* ЗАДАНИЕ 1:
Продублируй дословно кусок записей от строки с «negative clicks: (15, 33)» до самого конца записей, включая обе границы. Картинки в ответ не включай.

* ТЕКСТ ДЛЯ ЧТЕНИЯ:
================================

Особо следует выделить такое уникальное юридическое явление, как западный детектив. Этот жанр зародился, что вполне естественно, в Англии, где появились и Шерлок Холмс, и мисс Марпл, и Эркюль Пуаро, но мгновенно покорил не только Европу, но и Соединенные Штаты, а позже – весь мир. Детектив стал наиболее ярким проявлением массовой культуры XX века, и при всех негативных характеристиках, которые свойственны этому «низкопробному чтиву», исполняет в западном обществе необыкновенно важную роль. Читая детективы или глядя кино, поставленное по ним, европеец или американец, пусть даже против своей воли, усваивает все основные юридические аспекты современного мира: что может и должна делать полиция и что ей делать категорически запрещено, на каких основаниях гражданин может быть задержан или арестован и как в такой ситуации он может отстаивать свои права. Неприкосновенность личности и жилища, тайна частных коммуникаций, граница действий властей и возмещение ущерба за нарушение собственных прав – все эти и многие другие аспекты социального бытия западный гражданин узнает именно из детективов.

Механизм юридической индоктринации очень прост. Стоило Верховному суду Америки в середине 1960-х годов принять «правило Миранды», согласно которому полицейский при задержании должен зачитывать гражданину его права, как тут же во всех голливудских боевиках, во всех многочисленных телесериалах стало звучать: «Вы имеете право хранить молчание. Всё, что вы скажете, может и будет использовано против вас в суде». Через десять лет «правило Миранды» знал наизусть любой американец.

К тому же детектив дает яркие образцы всеобщего равенства перед законом высокопоставленный чиновник так же отвечает в нем за свои преступные действия, как и простой гражданин. Начало этой традиции, видимо, положил роман «Женщина в белом» Уилки Коллинза, где скромный английский учитель, опираясь именно на закон, побеждает в неравной схватке могущественного и богатого лорда. А затем появились произведения, в которых призывались к ответу и сенаторы, и конгрессмены, и государственные советники, и члены правительства, и президент. Детектив однозначно свидетельствовал: власть тоже подчинена закону, который жестко ограничивает ее произвол.

В общем, движимая приоритетом закона, западная культура создала за последние полтора столетия всеобъемлющий «юридический университет», куда каждый гражданин поступает чуть ли не с момента рождения и где он незаметно осваивает науку законности, которой руководствуется потом в течение всего своего жизненного пути.

================================

(Записи набора данных)
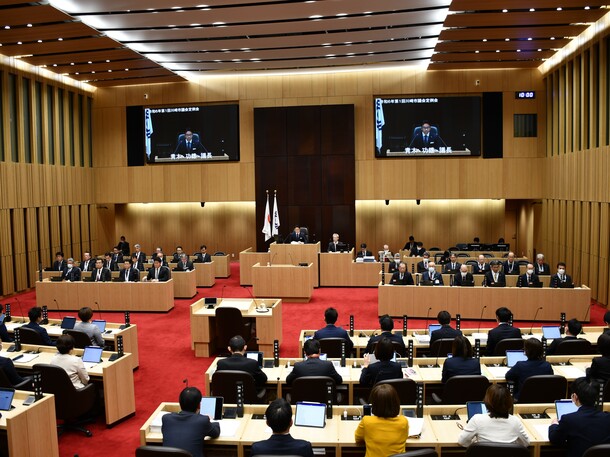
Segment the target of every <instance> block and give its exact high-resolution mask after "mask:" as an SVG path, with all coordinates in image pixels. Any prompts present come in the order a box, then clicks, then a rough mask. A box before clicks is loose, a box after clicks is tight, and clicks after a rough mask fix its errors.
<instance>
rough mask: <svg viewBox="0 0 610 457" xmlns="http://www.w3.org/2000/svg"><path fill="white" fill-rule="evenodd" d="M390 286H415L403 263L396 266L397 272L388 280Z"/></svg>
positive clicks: (403, 262)
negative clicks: (391, 277)
mask: <svg viewBox="0 0 610 457" xmlns="http://www.w3.org/2000/svg"><path fill="white" fill-rule="evenodd" d="M390 284H391V285H393V286H412V285H413V284H415V283H414V282H413V276H411V273H409V272H408V271H407V264H406V263H404V262H400V263H399V265H398V271H395V272H394V273H393V274H392V279H390Z"/></svg>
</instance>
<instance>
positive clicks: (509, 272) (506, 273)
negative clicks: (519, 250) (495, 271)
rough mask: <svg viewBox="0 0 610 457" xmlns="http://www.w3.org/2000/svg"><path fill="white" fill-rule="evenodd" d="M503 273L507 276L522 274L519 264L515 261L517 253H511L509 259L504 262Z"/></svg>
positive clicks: (502, 263) (508, 255)
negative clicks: (515, 254)
mask: <svg viewBox="0 0 610 457" xmlns="http://www.w3.org/2000/svg"><path fill="white" fill-rule="evenodd" d="M502 272H503V273H504V274H505V275H518V274H520V271H519V264H518V263H517V261H516V260H515V253H514V252H509V253H508V257H507V258H506V260H505V261H504V262H502Z"/></svg>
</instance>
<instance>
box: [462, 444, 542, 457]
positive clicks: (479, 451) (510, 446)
mask: <svg viewBox="0 0 610 457" xmlns="http://www.w3.org/2000/svg"><path fill="white" fill-rule="evenodd" d="M490 455H493V456H494V457H529V455H530V451H529V450H528V449H527V448H526V447H524V446H521V445H520V444H507V443H472V444H471V445H470V446H468V448H467V449H466V457H489V456H490Z"/></svg>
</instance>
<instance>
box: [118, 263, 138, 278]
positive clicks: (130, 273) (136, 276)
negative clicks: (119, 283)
mask: <svg viewBox="0 0 610 457" xmlns="http://www.w3.org/2000/svg"><path fill="white" fill-rule="evenodd" d="M119 281H121V282H138V281H140V270H138V269H137V268H134V266H133V263H132V261H131V260H130V259H125V260H124V261H123V269H122V270H121V271H120V272H119Z"/></svg>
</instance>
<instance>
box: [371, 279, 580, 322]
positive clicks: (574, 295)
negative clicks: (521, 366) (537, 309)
mask: <svg viewBox="0 0 610 457" xmlns="http://www.w3.org/2000/svg"><path fill="white" fill-rule="evenodd" d="M378 300H379V301H378V314H379V315H380V316H381V315H383V314H389V315H391V316H402V315H405V314H406V315H408V316H409V317H426V315H429V316H436V315H437V313H438V312H439V311H442V310H447V311H449V312H450V313H451V314H453V315H455V314H457V313H460V314H461V315H462V318H463V319H480V318H481V310H483V307H484V306H487V308H486V309H484V310H483V316H482V317H483V319H494V318H495V310H496V308H498V307H500V306H506V307H508V308H509V309H510V310H511V311H512V312H513V314H514V316H515V318H516V319H518V320H533V319H534V316H535V314H536V310H537V309H538V308H539V307H541V306H542V308H543V309H542V310H540V311H539V312H538V316H536V318H537V319H538V320H543V321H556V320H558V318H559V316H560V314H561V313H562V312H565V313H566V315H567V316H577V317H578V318H579V319H581V320H583V321H587V322H588V321H589V312H588V309H589V307H590V305H591V289H589V288H588V287H586V286H583V287H579V288H575V289H549V288H541V289H532V288H523V289H520V288H514V287H504V288H493V287H449V286H434V287H424V286H392V285H388V284H386V285H383V286H382V285H380V286H379V296H378ZM491 304H493V305H491ZM429 308H431V309H430V311H428V309H429ZM428 313H429V314H428Z"/></svg>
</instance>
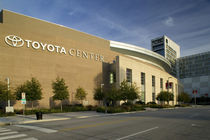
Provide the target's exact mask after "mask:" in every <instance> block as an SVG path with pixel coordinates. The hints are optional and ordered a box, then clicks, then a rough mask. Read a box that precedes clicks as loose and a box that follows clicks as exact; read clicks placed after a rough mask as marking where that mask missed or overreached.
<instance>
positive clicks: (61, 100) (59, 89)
mask: <svg viewBox="0 0 210 140" xmlns="http://www.w3.org/2000/svg"><path fill="white" fill-rule="evenodd" d="M52 89H53V93H54V95H53V100H60V102H61V111H63V100H65V99H68V98H69V91H68V86H66V84H65V81H64V79H63V78H59V77H57V78H56V81H55V82H54V81H53V82H52Z"/></svg>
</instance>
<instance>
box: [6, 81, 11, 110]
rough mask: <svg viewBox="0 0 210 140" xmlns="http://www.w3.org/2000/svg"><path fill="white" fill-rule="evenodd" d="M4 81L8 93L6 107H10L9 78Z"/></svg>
mask: <svg viewBox="0 0 210 140" xmlns="http://www.w3.org/2000/svg"><path fill="white" fill-rule="evenodd" d="M6 81H7V90H8V93H7V97H8V98H7V100H8V107H10V100H9V77H7V78H6Z"/></svg>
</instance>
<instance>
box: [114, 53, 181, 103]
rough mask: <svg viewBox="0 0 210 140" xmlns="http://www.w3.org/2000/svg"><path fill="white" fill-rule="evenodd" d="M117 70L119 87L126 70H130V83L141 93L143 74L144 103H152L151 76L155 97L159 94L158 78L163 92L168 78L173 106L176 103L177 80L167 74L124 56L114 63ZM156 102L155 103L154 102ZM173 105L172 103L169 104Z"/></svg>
mask: <svg viewBox="0 0 210 140" xmlns="http://www.w3.org/2000/svg"><path fill="white" fill-rule="evenodd" d="M116 64H117V65H116V69H117V75H116V77H117V85H119V84H120V83H121V82H122V81H123V80H125V79H126V68H129V69H132V81H133V82H135V83H136V84H137V86H138V87H139V90H140V91H141V72H144V73H145V77H146V78H145V79H146V81H145V82H146V90H145V91H146V94H145V96H146V97H145V100H146V101H145V102H151V101H152V76H155V93H156V95H157V94H158V93H160V91H161V90H160V78H163V90H165V91H166V90H167V89H166V86H165V84H166V82H167V80H168V78H169V77H171V78H169V82H173V85H174V86H173V89H169V91H170V92H172V91H174V104H176V103H177V95H178V90H177V88H176V85H178V84H177V82H178V81H177V79H176V78H174V77H173V76H172V75H169V74H168V73H167V72H165V71H162V70H161V69H158V68H157V67H154V66H152V65H149V64H146V63H144V62H141V61H140V60H135V59H131V58H128V57H125V56H118V57H117V61H116ZM156 102H157V101H156ZM171 104H173V102H171Z"/></svg>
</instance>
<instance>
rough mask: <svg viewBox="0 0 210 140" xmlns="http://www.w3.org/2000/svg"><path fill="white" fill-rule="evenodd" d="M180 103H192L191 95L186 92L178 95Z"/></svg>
mask: <svg viewBox="0 0 210 140" xmlns="http://www.w3.org/2000/svg"><path fill="white" fill-rule="evenodd" d="M178 101H179V102H183V103H189V102H190V101H191V98H190V95H189V94H188V93H186V92H182V93H181V94H179V95H178Z"/></svg>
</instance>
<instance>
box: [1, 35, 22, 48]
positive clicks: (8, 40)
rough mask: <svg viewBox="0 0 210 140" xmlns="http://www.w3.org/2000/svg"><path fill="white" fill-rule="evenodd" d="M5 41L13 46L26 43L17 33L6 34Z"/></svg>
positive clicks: (10, 44)
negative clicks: (15, 33)
mask: <svg viewBox="0 0 210 140" xmlns="http://www.w3.org/2000/svg"><path fill="white" fill-rule="evenodd" d="M5 42H6V43H7V44H8V45H10V46H12V47H22V46H23V44H24V41H23V39H22V38H20V37H18V36H15V35H8V36H6V37H5Z"/></svg>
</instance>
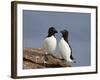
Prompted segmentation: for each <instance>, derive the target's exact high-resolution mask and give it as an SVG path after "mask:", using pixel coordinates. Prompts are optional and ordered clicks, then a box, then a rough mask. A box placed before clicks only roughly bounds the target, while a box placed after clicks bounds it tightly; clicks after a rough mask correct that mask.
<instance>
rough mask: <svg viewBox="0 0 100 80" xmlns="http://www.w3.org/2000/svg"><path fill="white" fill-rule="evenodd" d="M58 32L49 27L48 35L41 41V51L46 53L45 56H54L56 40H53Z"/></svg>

================================

* ЗАДАНИЕ 2:
Перепиши слово в слово отрывок из текста о детективе от «В общем, движимая» до «своего жизненного пути.» включительно.

* ОТВЕТ 1:
negative clicks: (15, 33)
mask: <svg viewBox="0 0 210 140" xmlns="http://www.w3.org/2000/svg"><path fill="white" fill-rule="evenodd" d="M5 42H6V43H7V44H8V45H10V46H12V47H22V46H23V44H24V41H23V39H22V38H20V37H18V36H15V35H8V36H6V37H5Z"/></svg>
</instance>
Prompted segmentation: for each <instance>, derive the target's exact high-resolution mask and give it as an SVG path after "mask:", using pixel coordinates. Prompts are optional and ordered clicks, then a box, then a rough mask. A box placed before clicks only roughly bounds the target, while a box placed after clicks bounds it tightly; clicks after a rough mask correct that mask.
<instance>
rough mask: <svg viewBox="0 0 100 80" xmlns="http://www.w3.org/2000/svg"><path fill="white" fill-rule="evenodd" d="M58 32L49 27L48 35L41 41V51L46 53L45 56H54L56 40H53Z"/></svg>

* ОТВЕТ 2:
В общем, движимая приоритетом закона, западная культура создала за последние полтора столетия всеобъемлющий «юридический университет», куда каждый гражданин поступает чуть ли не с момента рождения и где он незаметно осваивает науку законности, которой руководствуется потом в течение всего своего жизненного пути.